Data records

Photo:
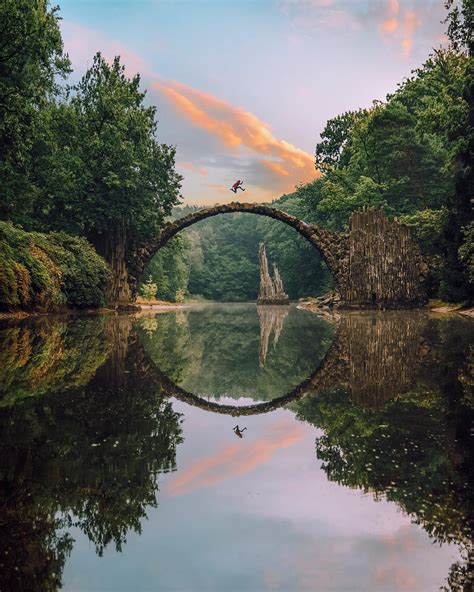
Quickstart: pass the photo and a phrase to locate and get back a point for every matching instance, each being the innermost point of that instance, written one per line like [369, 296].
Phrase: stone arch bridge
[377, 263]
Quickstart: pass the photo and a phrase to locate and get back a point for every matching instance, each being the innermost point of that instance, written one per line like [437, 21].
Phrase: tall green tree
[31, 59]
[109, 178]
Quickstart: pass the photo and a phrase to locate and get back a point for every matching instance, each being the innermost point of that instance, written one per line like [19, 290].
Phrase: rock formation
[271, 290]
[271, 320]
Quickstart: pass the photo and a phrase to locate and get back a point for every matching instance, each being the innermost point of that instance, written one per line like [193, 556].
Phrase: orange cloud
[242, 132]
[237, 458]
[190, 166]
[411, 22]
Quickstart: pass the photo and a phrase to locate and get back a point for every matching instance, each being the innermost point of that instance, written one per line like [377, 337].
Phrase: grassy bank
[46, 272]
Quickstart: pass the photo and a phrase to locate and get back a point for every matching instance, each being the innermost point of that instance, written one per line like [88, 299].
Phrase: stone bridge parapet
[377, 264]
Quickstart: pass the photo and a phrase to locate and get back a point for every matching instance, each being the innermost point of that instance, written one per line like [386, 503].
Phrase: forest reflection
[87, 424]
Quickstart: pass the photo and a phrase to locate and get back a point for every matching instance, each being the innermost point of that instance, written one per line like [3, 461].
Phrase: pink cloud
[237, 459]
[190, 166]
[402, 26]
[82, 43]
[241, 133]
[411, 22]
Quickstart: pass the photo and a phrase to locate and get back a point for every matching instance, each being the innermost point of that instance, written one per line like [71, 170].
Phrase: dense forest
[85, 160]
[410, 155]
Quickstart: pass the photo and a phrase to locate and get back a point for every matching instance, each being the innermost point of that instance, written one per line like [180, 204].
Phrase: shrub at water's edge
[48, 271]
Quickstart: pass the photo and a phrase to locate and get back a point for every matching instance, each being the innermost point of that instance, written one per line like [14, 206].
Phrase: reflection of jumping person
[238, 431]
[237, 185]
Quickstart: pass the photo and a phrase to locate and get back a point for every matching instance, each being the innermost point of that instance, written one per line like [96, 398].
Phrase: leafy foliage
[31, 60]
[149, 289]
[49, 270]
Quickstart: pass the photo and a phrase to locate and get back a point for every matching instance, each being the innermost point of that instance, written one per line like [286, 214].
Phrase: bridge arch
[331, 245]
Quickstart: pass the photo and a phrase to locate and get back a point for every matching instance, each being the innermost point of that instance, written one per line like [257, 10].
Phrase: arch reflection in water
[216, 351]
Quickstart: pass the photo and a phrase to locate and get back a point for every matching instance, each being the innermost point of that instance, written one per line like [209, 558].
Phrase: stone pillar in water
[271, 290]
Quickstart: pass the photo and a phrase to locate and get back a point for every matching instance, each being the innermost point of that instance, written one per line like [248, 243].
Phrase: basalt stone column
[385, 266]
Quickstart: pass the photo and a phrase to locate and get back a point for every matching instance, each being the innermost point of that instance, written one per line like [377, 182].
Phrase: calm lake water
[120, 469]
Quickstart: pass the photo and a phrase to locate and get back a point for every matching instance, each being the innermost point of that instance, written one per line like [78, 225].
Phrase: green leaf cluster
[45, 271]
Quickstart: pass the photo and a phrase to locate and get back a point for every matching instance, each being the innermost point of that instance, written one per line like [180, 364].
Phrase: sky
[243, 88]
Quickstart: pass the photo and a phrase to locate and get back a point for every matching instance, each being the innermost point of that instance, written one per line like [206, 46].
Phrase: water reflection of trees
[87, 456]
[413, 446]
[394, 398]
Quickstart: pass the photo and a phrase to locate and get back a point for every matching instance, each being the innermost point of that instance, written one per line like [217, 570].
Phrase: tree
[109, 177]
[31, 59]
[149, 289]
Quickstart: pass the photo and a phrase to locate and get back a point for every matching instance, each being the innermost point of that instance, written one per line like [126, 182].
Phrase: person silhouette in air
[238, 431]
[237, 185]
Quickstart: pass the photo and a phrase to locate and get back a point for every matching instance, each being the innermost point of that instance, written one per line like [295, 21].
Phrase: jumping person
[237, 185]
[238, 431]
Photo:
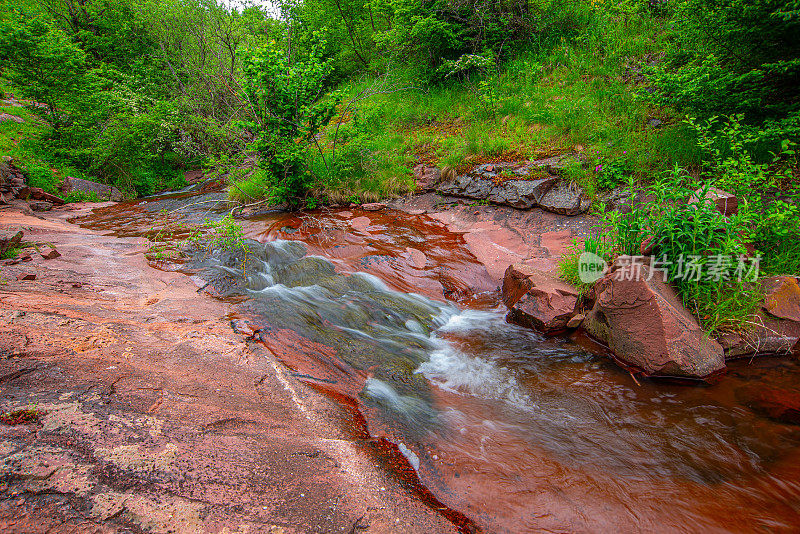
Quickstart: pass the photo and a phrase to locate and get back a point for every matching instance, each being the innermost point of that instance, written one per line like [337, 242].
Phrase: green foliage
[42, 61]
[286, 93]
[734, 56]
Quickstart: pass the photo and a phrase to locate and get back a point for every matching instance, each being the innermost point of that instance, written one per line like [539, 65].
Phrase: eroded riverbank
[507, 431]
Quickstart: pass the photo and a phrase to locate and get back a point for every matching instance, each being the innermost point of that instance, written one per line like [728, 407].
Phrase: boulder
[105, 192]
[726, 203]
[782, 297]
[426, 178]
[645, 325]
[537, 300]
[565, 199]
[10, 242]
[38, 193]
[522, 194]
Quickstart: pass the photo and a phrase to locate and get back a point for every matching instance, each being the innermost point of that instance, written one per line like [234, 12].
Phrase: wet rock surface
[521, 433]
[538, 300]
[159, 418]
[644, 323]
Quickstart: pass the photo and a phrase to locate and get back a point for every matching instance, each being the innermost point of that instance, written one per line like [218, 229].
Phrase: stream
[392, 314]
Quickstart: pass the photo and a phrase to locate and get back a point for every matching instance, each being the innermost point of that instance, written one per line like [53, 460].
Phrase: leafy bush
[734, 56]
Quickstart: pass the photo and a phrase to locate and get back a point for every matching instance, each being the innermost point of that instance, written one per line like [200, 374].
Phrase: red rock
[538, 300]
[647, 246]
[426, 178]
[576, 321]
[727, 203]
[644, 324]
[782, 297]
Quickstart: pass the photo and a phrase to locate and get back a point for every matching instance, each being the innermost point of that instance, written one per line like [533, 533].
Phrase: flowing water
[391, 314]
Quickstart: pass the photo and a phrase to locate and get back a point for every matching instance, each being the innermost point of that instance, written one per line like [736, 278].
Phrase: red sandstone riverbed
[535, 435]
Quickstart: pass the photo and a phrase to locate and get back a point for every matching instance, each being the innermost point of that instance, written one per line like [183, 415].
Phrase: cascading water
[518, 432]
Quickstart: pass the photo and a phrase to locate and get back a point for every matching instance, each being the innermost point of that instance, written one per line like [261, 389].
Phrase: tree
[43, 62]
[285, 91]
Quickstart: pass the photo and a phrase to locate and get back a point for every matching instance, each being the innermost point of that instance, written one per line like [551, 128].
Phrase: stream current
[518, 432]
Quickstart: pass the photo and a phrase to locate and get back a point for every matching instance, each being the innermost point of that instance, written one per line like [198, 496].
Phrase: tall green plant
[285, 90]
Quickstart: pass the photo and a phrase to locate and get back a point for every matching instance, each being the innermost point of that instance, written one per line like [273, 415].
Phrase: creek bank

* Task requirements *
Put the stretch of the records from the line containing "like [736, 278]." through the end of the records into a numbered list, one line per item, with blank lines left out.

* Result below *
1. Quickstart: pass the photo and a phrase to locate and get back a point for every matching instance, each being the innermost point of that instance, written one per line like [736, 278].
2. Phrase: red sandstone riverbed
3. [535, 435]
4. Quickstart: pass the photo and a phrase to locate and get back a point for every matching instance, each being the innermost point of that instance, written one per line like [183, 415].
5. Phrase: cascading water
6. [518, 432]
7. Quickstart: pass the photo and a phrase to locate and get back a point for every matching instance, each being the innermost point of that instance, written one per line like [261, 389].
8. Phrase: tree
9. [43, 62]
10. [285, 91]
11. Quickstart: pass the photo and a phrase to locate and get back a point for every matching instance, each being the innermost point of that instance, written one per line like [551, 128].
12. Phrase: stream current
13. [518, 432]
14. Quickstart: pass the photo and a phrase to locate and get back a point for every matching instance, each being the innermost point of that instance, written one per line like [198, 496].
15. Phrase: tall green plant
16. [285, 90]
17. Quickstart: pass the photo and a phrase to locate and get back a point for every matching instance, each being the innermost point of that instance, written one per line like [273, 415].
18. Phrase: creek bank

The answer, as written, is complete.